What to work on:
Return every one of the entries below word for word, changing and adding nothing.

Available data:
## START

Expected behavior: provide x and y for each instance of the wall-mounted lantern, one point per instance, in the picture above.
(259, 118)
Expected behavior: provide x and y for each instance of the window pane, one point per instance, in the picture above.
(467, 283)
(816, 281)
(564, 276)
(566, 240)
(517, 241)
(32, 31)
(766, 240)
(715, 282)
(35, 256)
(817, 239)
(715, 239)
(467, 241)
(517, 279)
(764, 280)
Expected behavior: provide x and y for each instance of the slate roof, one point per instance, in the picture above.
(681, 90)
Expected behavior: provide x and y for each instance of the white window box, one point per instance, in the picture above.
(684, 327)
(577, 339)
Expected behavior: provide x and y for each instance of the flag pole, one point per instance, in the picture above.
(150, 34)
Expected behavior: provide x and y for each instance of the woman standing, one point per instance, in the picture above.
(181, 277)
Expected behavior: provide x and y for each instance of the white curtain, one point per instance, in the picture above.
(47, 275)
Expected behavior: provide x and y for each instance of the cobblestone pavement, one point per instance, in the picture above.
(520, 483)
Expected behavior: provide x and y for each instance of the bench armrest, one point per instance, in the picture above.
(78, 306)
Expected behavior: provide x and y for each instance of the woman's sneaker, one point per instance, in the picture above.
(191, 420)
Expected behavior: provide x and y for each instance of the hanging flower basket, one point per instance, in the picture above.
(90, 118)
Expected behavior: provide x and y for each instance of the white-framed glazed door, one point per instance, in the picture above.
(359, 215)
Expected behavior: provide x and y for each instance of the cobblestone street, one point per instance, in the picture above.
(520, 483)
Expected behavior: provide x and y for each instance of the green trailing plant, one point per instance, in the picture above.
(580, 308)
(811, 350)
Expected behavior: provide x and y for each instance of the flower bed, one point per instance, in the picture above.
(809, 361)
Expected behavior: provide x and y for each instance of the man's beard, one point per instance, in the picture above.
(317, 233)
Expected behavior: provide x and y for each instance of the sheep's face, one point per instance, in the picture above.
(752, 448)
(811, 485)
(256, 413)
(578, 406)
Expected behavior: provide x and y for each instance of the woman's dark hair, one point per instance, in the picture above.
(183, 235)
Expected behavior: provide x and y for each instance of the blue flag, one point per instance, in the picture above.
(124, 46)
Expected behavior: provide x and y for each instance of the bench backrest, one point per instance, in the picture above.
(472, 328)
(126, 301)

## END

The solution:
Expected behavior: provide x and y for each instance of the wall-mounted lantern, one point per instance, in the picture above.
(259, 118)
Expected behavior: provide x and y for each instance of the window pane, one point per instance, in the picture above.
(467, 283)
(816, 281)
(564, 276)
(566, 240)
(517, 241)
(32, 31)
(766, 240)
(715, 282)
(35, 256)
(817, 239)
(715, 239)
(467, 241)
(517, 279)
(764, 280)
Expected behavior: provide x and y for each instance of the slate roof, one point per instance, in the picture above.
(681, 90)
Expected behavior: provide x and y for each instance of the white window box, one point per instance, in the picture above.
(684, 327)
(577, 339)
Expected behavior: provide x and y for each instance of the flag pole, one point per instance, in the picture above.
(150, 34)
Expected behavior: provide x and y for each instance of the woman standing, one point per instance, in the picture above.
(181, 277)
Expected behavior: provide x and y for each instance of the white curtain, one point per instance, in the picture above.
(47, 275)
Expected behavior: provide x and y for each instance of the cobblestone pavement, one point per instance, in the picture above.
(520, 483)
Expected behavior: provide x and y for each instance of the bench armrest, one point per instance, in the picture above.
(78, 306)
Expected behavior: provide x and y for each instance of the woman's sneaker, one point per instance, in the picture above.
(191, 420)
Expected behavior: provide x and y for each instance of the hanging flower basket, one point per instance, in the picture above.
(90, 118)
Expected behavior: provide x and y for each instance of the white-framed glazed door, one point per instance, in the picture above.
(359, 215)
Expected behavior: provide x and y for each instance of the cobblestone street, one point per instance, in the picture above.
(520, 483)
Expected behavior: provide x and y for each instance of the green trailing plant, one point per instance, in the picture above.
(580, 308)
(811, 350)
Expected behavior: provide x and y for each instance of the flower bed, one point per instance, in the picture above.
(809, 361)
Expected behavior: provide x and y for each instance of the man's beard, one point per instance, in the picture above.
(317, 233)
Expected behavior: provide x and y for each instance of the sheep's face, one point per instance, in the picture above.
(752, 448)
(811, 485)
(256, 413)
(578, 406)
Expected behavior: provide x and y for each instance of the woman's dark hair, one point per instance, in the picture above.
(183, 235)
Expected behavior: provide x and y for each instance of the blue flag, one point per instance, in the picture above.
(124, 46)
Expected behavior: provide x and y for each instance of the bench backrest, one point per instance, in the picture above.
(472, 328)
(126, 301)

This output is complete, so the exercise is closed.